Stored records

*** Block opens ***

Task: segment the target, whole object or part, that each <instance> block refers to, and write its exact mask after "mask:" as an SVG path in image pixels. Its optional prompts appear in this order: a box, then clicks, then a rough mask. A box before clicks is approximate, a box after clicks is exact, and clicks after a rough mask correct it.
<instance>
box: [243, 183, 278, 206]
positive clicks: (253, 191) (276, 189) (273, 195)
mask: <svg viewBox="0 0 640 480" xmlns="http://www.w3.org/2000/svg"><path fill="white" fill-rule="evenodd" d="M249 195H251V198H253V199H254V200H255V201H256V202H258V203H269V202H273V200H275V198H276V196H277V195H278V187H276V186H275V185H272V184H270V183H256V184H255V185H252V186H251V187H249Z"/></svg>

*** Block closes ***

__Work instruction__. Rewrite every line of the entries above as a numbered list, one line per item, and omit any blank lines.

__Result__.
1. Task: segment the target, whole object or part, that each <instance> block refers to, and write its exact mask after "mask:" as an SVG path in image pixels. Its optional prompts appear in this order: a box, then clicks, then a rough mask. A box before clicks is approximate, a box after clicks is exact, and clicks after a rough mask correct it.
2. <instance>
3. box: [243, 183, 278, 206]
4. positive clicks: (253, 191) (276, 189) (273, 195)
5. mask: <svg viewBox="0 0 640 480" xmlns="http://www.w3.org/2000/svg"><path fill="white" fill-rule="evenodd" d="M249 195H251V198H253V199H254V200H255V201H256V202H258V203H269V202H273V200H275V198H276V196H277V195H278V187H276V186H275V185H272V184H270V183H256V184H255V185H252V186H251V187H249Z"/></svg>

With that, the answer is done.